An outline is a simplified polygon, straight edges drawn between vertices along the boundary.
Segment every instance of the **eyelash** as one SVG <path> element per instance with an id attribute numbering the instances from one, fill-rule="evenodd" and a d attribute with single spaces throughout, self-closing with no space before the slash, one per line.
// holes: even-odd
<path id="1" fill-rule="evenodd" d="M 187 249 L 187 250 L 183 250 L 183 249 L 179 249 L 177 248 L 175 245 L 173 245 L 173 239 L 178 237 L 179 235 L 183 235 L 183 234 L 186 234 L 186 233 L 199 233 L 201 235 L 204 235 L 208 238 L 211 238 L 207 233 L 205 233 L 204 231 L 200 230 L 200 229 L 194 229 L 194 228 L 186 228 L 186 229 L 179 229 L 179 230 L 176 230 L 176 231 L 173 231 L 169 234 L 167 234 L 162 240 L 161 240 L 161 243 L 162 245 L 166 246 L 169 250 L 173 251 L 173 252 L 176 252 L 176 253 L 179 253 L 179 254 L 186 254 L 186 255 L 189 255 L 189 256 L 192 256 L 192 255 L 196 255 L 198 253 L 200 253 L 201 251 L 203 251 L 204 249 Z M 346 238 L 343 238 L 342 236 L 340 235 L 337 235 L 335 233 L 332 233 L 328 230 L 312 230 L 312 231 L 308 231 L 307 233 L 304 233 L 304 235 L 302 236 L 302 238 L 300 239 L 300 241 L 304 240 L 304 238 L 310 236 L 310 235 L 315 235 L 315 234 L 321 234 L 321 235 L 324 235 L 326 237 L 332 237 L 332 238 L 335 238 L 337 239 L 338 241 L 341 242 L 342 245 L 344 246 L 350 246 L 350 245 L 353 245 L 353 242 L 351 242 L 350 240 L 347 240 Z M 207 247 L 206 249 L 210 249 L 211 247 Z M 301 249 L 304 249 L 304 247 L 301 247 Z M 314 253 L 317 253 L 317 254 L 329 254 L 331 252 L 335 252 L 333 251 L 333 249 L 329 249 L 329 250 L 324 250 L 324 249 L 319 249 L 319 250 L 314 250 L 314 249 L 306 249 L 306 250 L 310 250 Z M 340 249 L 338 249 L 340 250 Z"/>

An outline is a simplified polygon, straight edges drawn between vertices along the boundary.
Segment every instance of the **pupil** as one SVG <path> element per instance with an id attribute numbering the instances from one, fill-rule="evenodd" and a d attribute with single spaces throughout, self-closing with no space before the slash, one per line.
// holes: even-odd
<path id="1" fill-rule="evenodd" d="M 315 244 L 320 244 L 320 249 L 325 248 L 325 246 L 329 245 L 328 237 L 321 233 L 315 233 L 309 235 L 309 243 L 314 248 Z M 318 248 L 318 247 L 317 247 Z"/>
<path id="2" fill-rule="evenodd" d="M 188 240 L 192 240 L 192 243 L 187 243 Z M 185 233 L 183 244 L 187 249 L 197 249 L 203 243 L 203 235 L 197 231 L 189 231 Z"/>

——————————

## What you should do
Output every entry word for word.

## Reply to the task
An outline is a simplified polygon, straight edges drawn between vertices along the boundary.
Segment every instance of the **eyelash** as one SVG <path> element per instance with an id attribute numbering the instances from one, fill-rule="evenodd" and a d attribute with single spaces throughout, self-closing with no space before the slash, one per line.
// holes: even-odd
<path id="1" fill-rule="evenodd" d="M 187 249 L 187 250 L 183 250 L 183 249 L 179 249 L 177 248 L 175 245 L 173 245 L 173 239 L 178 237 L 179 235 L 183 235 L 183 234 L 186 234 L 186 233 L 199 233 L 201 235 L 204 235 L 208 238 L 211 238 L 207 233 L 205 233 L 204 231 L 200 230 L 200 229 L 194 229 L 194 228 L 186 228 L 186 229 L 179 229 L 179 230 L 176 230 L 176 231 L 173 231 L 169 234 L 167 234 L 162 240 L 161 240 L 161 243 L 162 245 L 166 246 L 169 250 L 173 251 L 173 252 L 176 252 L 176 253 L 179 253 L 179 254 L 186 254 L 186 255 L 189 255 L 189 256 L 192 256 L 192 255 L 196 255 L 198 253 L 200 253 L 201 251 L 203 251 L 204 249 Z M 346 238 L 343 238 L 342 236 L 340 235 L 337 235 L 335 233 L 332 233 L 328 230 L 312 230 L 312 231 L 308 231 L 307 233 L 304 233 L 304 235 L 302 236 L 302 238 L 300 239 L 300 241 L 304 240 L 304 238 L 310 236 L 310 235 L 315 235 L 315 234 L 321 234 L 321 235 L 324 235 L 326 237 L 332 237 L 332 238 L 335 238 L 337 239 L 338 241 L 341 242 L 342 245 L 344 246 L 350 246 L 350 245 L 353 245 L 353 242 L 351 242 L 350 240 L 347 240 Z M 207 247 L 206 249 L 210 249 L 211 247 Z M 301 249 L 304 249 L 304 247 L 301 247 Z M 314 253 L 317 253 L 317 254 L 329 254 L 331 252 L 335 252 L 333 251 L 333 249 L 329 249 L 329 250 L 324 250 L 324 249 L 319 249 L 319 250 L 314 250 L 314 249 L 306 249 L 306 250 L 310 250 Z M 340 249 L 338 249 L 340 250 Z"/>

An outline is a simplified polygon, straight edges drawn between vertices along the boundary.
Segment every instance of the **pupil** as one SVG <path> element per instance with an id attribute numbering the instances from one, fill-rule="evenodd" and a d attribute with single spaces throughout, self-closing with no space before the slash, one per line.
// holes: even-odd
<path id="1" fill-rule="evenodd" d="M 315 244 L 320 244 L 320 249 L 325 248 L 325 246 L 329 245 L 328 237 L 321 233 L 315 233 L 309 235 L 309 243 L 314 248 Z M 318 248 L 318 247 L 317 247 Z"/>
<path id="2" fill-rule="evenodd" d="M 188 240 L 192 240 L 192 243 L 187 243 Z M 185 233 L 183 244 L 187 249 L 197 249 L 203 243 L 203 235 L 197 231 L 189 231 Z"/>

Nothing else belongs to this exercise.